## What to do
Rewrite everything from the line containing "finding the monument" down to the line containing "[168,98,248,133]", both lines included, keeping the requests unchanged. Shift every bounding-box coordinate in the answers by -7.

(Saved data entries)
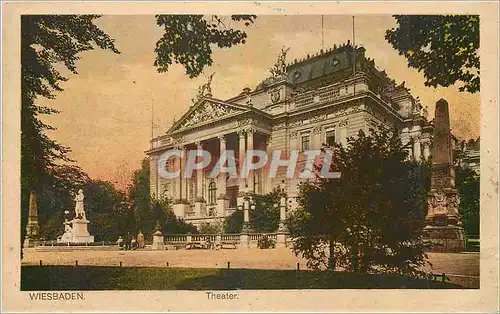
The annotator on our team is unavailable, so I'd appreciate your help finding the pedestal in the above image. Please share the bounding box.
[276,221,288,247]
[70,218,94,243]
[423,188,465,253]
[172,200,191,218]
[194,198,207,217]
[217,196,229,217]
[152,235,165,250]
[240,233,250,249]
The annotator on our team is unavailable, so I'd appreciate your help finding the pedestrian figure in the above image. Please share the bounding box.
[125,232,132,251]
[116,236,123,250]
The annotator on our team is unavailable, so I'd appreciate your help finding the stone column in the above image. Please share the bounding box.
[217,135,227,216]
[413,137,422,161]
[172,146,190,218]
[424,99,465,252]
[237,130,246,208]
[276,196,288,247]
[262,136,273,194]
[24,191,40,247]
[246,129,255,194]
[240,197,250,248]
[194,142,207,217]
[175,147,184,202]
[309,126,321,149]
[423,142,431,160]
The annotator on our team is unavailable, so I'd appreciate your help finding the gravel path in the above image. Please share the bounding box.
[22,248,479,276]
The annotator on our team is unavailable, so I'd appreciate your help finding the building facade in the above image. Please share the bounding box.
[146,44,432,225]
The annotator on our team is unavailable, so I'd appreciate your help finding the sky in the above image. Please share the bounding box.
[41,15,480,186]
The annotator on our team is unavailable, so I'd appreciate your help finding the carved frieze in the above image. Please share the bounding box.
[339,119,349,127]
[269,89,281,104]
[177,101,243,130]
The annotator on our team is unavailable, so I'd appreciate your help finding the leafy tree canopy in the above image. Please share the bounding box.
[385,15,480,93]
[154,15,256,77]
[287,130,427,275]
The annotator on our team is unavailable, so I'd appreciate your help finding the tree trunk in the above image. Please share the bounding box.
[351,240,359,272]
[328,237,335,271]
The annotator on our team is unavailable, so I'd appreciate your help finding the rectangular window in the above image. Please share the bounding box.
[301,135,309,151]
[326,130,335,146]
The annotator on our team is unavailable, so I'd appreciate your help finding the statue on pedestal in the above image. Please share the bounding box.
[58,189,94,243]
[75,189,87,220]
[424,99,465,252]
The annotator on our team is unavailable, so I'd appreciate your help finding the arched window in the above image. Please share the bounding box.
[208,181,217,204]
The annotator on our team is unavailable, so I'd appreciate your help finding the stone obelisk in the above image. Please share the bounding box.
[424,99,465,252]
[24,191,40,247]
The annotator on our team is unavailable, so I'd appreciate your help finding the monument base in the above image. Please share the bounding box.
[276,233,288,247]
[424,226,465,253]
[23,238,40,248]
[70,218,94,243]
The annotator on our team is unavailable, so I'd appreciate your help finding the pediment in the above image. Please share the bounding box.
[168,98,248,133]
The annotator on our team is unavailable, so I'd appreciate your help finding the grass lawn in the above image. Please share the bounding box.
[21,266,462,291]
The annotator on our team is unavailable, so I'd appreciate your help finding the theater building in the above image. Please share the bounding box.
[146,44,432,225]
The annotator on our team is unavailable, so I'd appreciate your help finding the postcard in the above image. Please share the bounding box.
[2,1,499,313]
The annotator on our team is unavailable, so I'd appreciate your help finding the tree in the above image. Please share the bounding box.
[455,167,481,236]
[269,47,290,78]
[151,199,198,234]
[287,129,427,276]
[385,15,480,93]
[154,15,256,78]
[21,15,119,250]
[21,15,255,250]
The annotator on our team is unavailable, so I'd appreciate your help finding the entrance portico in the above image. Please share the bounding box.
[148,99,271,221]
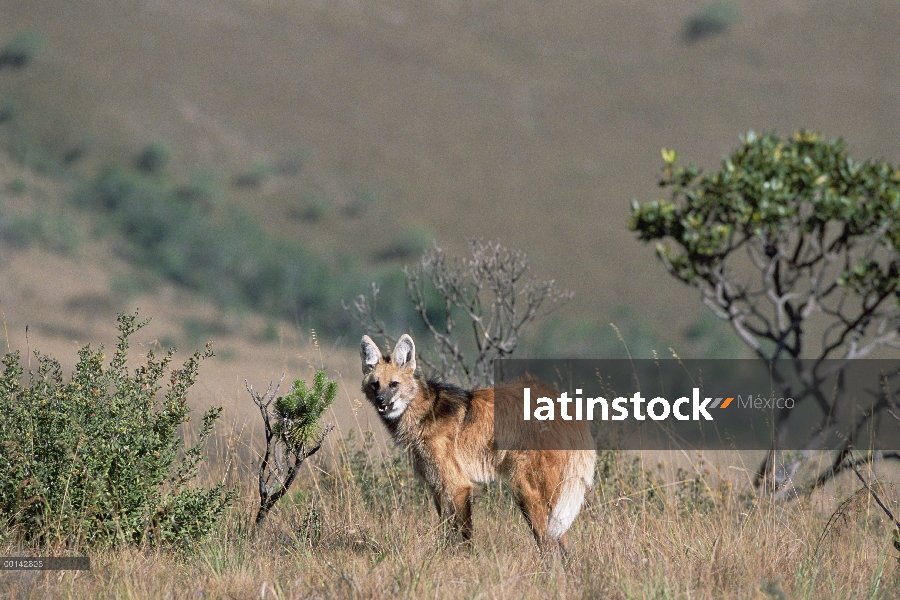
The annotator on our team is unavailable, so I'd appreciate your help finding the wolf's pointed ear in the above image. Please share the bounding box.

## Correct output
The annotator on our team is unavailable, so I'd appreciate your help finding the monument base in the above image. Please share the bounding box.
[269,226,281,240]
[417,219,458,246]
[16,231,33,241]
[63,211,87,236]
The annotator on our team is unavailable, so I'd appreciate your help finding the pediment in the above image. Please share the bounding box.
[161,91,241,126]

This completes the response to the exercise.